## ASSIGNED TASK
Find the lines below in which the string "target" occurs. Copy each one.

Records from a data collection
Start of Block

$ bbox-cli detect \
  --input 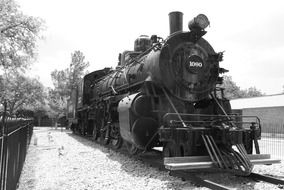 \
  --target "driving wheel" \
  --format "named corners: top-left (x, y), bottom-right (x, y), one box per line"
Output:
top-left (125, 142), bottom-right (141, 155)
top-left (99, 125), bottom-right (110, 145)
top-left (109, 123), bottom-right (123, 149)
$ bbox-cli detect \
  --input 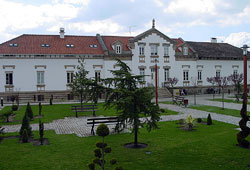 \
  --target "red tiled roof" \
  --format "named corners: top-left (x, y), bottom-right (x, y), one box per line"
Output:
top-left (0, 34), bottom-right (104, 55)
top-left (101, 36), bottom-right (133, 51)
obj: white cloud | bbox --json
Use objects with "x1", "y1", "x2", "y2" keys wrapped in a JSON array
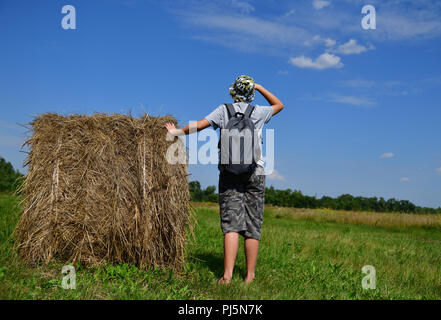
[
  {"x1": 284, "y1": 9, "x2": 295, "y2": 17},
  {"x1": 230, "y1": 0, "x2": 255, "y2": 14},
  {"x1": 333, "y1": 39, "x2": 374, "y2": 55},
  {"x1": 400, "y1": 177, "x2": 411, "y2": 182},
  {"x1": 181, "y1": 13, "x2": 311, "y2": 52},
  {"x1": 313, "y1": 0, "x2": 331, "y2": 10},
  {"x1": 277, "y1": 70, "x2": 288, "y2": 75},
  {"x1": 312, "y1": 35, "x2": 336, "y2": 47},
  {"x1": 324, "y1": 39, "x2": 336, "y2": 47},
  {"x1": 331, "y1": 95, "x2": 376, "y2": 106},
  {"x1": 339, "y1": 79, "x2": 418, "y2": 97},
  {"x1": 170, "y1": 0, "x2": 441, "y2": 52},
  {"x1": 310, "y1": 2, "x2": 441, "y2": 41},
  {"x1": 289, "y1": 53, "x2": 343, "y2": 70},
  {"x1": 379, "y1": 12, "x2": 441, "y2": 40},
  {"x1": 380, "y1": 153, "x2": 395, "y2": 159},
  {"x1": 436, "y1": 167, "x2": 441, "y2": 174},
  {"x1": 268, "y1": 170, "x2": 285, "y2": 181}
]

End of Block

## FINAL ANSWER
  --target "driving wheel" \
  --target "red tiled roof" \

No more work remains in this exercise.